> **What you are asked to do**:
Within the records below, filter for lines carrying the word "clump" and copy them.

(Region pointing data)

┄┄┄┄┄┄┄┄┄┄

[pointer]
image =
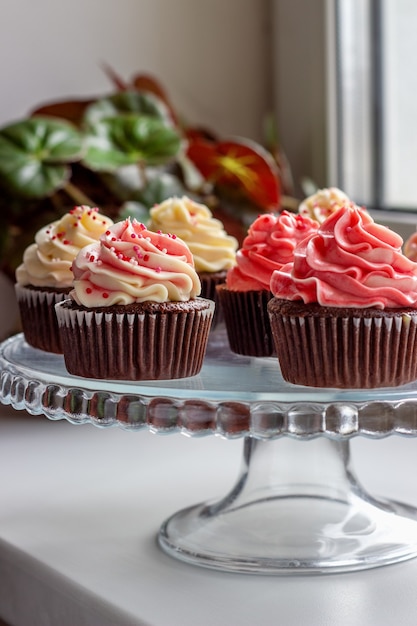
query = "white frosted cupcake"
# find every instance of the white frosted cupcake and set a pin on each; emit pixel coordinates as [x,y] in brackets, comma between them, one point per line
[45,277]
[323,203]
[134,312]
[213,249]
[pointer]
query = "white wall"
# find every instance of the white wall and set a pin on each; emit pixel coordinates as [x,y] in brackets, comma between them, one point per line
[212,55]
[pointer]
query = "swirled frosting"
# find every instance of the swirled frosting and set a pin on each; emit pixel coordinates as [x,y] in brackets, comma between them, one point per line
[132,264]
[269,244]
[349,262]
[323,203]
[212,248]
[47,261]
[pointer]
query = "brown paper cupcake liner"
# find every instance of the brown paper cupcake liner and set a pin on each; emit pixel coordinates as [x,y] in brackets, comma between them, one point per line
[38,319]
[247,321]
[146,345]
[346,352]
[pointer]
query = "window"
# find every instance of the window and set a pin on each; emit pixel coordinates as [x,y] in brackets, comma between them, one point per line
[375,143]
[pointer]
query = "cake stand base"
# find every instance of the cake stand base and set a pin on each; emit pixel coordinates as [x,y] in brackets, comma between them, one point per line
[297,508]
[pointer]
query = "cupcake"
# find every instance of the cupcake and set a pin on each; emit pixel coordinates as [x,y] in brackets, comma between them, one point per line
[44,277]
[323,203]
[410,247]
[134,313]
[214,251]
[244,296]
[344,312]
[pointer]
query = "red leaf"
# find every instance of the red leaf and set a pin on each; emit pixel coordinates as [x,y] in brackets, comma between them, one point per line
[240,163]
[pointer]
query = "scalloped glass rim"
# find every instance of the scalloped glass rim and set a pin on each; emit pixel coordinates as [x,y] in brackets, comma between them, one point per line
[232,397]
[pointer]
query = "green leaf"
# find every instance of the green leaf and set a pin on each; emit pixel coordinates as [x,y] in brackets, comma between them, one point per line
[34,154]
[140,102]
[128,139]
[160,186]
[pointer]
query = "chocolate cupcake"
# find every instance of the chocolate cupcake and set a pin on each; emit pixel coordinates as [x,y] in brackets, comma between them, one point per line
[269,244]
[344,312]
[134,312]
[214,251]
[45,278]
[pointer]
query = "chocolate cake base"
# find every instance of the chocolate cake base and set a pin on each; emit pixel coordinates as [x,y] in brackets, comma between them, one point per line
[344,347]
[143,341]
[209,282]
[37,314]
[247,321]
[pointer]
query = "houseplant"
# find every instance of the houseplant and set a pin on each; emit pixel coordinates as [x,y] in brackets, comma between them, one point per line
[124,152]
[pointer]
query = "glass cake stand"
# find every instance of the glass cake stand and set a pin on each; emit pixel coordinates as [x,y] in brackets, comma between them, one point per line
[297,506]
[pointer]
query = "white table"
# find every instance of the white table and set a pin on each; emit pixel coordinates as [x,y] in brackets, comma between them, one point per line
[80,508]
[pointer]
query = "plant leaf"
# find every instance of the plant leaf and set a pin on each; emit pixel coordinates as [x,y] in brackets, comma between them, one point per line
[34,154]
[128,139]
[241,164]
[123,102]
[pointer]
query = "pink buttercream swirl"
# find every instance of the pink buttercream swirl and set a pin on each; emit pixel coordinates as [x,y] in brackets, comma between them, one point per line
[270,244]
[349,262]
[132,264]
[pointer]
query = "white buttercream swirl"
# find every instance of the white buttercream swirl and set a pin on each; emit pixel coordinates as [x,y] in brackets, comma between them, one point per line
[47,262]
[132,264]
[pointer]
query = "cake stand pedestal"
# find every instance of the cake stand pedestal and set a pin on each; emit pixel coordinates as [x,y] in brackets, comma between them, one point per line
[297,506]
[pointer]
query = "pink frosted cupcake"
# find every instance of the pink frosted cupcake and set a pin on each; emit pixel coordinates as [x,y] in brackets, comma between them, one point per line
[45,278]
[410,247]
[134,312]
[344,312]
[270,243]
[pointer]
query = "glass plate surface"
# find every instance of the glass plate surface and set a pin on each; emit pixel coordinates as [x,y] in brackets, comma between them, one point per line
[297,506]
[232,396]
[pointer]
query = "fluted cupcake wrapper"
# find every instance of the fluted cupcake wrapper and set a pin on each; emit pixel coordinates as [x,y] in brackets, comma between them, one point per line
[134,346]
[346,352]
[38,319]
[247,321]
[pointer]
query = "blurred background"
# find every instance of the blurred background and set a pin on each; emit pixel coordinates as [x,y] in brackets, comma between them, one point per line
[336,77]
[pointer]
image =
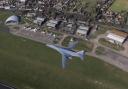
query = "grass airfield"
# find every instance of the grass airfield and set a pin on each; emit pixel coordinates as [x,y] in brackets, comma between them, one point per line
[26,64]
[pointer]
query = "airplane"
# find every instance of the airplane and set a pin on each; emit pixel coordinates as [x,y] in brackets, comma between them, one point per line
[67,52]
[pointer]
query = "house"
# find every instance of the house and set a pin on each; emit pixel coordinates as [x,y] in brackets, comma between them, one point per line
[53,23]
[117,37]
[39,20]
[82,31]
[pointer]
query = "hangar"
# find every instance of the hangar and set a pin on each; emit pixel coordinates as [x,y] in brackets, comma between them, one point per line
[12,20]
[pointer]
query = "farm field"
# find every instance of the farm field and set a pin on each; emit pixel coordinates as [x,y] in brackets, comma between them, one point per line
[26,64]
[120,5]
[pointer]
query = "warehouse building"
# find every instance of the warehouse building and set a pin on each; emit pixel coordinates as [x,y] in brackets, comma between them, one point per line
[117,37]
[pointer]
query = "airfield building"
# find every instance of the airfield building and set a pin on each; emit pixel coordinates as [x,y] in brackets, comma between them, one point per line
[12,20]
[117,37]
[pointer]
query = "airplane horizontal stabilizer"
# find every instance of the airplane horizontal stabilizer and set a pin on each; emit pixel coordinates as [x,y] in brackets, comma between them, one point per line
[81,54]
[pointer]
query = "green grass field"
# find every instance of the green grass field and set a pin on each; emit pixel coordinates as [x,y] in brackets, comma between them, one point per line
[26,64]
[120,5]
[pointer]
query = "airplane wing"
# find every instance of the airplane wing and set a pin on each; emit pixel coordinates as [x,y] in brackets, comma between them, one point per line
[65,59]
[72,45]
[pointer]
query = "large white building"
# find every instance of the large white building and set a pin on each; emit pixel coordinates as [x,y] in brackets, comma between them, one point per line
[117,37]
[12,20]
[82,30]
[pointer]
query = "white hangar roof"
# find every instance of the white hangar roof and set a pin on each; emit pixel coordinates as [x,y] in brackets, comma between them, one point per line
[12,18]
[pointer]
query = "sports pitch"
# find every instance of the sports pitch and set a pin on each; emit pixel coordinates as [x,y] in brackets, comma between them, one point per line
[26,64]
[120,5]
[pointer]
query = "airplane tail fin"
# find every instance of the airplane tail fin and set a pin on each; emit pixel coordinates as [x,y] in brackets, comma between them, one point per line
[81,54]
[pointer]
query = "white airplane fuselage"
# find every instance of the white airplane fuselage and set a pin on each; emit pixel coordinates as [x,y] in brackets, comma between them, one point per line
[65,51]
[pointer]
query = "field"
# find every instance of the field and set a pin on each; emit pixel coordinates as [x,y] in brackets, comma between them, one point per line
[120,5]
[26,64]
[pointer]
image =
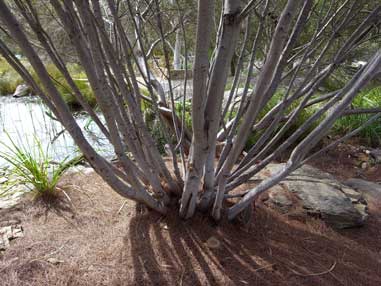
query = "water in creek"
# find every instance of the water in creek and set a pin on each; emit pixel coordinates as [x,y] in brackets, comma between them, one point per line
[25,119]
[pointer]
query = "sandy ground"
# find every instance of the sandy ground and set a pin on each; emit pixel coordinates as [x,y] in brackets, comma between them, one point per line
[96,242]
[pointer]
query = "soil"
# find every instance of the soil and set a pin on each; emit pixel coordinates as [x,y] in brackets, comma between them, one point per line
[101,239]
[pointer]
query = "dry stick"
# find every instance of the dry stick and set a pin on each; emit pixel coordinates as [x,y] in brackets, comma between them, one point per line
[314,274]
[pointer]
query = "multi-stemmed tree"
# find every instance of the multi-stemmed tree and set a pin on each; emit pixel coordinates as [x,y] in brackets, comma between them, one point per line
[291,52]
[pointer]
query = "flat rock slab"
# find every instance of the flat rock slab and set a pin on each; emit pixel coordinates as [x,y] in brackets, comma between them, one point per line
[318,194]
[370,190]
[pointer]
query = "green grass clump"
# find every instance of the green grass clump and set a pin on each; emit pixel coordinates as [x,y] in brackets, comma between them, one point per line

┄┄┄┄┄┄┄┄┄┄

> **Task result**:
query = "green grass clump"
# find every instance of the green grass clump and set a pin on each; emit pixel coordinates as [x,y] in brackets, comma between them, one point per line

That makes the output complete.